Reproduce the LinkML Registry page below word for word, from start to finish.

Extracted text:
**********

Skip to content

linkml/linkml-registry

Repository files navigation

LinkML Registry

An automatically generated registry of LinkML schemas discovered from GitHub repositories.

View the Registry

Registry Generation

The LinkML Registry is automatically generated using GitHub's Search API to discover repositories that use LinkML. The registry is updated through automated scripts that search for, analyze, and catalog LinkML projects.

Discovery Script

The main discovery script (src/scripts/discover_linkml_repos.py) performs the following operations:

Search Queries

  • Repository searches: Queries for repositories containing "linkml", "linkml-project-cookiecutter", "linkml in:description", and "LinkML in:description"
  • File content searches: Searches for "linkml" in specific files including:
    • pyproject.toml
    • requirements.txt
    • setup.py, setup.cfg
    • poetry.lock, Pipfile
    • README files (.md, .rst)

Note: GitHub's code search API does not index all repositories or files immediately. Some repositories, particularly newer ones or those with lower activity, may not have their files indexed and therefore won't be discovered through file content searches. If your LinkML project is not appearing in the registry, it may be due to GitHub's indexing limitations rather than the search criteria.

**********

Record extracts:

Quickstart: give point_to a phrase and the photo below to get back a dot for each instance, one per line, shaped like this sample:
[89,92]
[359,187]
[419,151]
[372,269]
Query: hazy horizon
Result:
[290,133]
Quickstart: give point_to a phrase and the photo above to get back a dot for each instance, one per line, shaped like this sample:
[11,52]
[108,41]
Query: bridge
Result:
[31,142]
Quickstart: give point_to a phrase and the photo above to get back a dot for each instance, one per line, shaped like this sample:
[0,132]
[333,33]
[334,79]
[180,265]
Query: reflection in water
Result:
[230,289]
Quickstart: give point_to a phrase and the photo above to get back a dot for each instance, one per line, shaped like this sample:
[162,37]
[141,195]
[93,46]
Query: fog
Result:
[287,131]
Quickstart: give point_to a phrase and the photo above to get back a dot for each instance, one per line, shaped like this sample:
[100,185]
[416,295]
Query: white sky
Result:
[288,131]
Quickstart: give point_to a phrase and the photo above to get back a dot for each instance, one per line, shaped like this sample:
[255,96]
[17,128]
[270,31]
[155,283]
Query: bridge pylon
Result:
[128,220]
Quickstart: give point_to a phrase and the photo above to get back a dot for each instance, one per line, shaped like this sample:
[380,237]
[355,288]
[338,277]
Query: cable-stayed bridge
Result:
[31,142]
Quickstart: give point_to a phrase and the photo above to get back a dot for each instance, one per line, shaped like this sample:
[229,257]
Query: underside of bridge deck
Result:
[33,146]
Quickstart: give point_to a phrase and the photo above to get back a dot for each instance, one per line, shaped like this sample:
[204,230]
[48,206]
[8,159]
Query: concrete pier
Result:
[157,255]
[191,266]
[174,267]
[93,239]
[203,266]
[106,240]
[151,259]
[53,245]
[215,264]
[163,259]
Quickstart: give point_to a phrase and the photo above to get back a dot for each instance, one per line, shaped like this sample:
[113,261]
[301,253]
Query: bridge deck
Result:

**********

Reply to the exercise:
Skip to content

linkml/linkml-registry

Repository files navigation

LinkML Registry

An automatically generated registry of LinkML schemas discovered from GitHub repositories.

View the Registry

Registry Generation

The LinkML Registry is automatically generated using GitHub's Search API to discover repositories that use LinkML. The registry is updated through automated scripts that search for, analyze, and catalog LinkML projects.

Discovery Script

The main discovery script (src/scripts/discover_linkml_repos.py) performs the following operations:

Search Queries

  • Repository searches: Queries for repositories containing "linkml", "linkml-project-cookiecutter", "linkml in:description", and "LinkML in:description"
  • File content searches: Searches for "linkml" in specific files including:
    • pyproject.toml
    • requirements.txt
    • setup.py, setup.cfg
    • poetry.lock, Pipfile
    • README files (.md, .rst)

Note: GitHub's code search API does not index all repositories or files immediately. Some repositories, particularly newer ones or those with lower activity, may not have their files indexed and therefore won't be discovered through file content searches. If your LinkML project is not appearing in the registry, it may be due to GitHub's indexing limitations rather than the search criteria.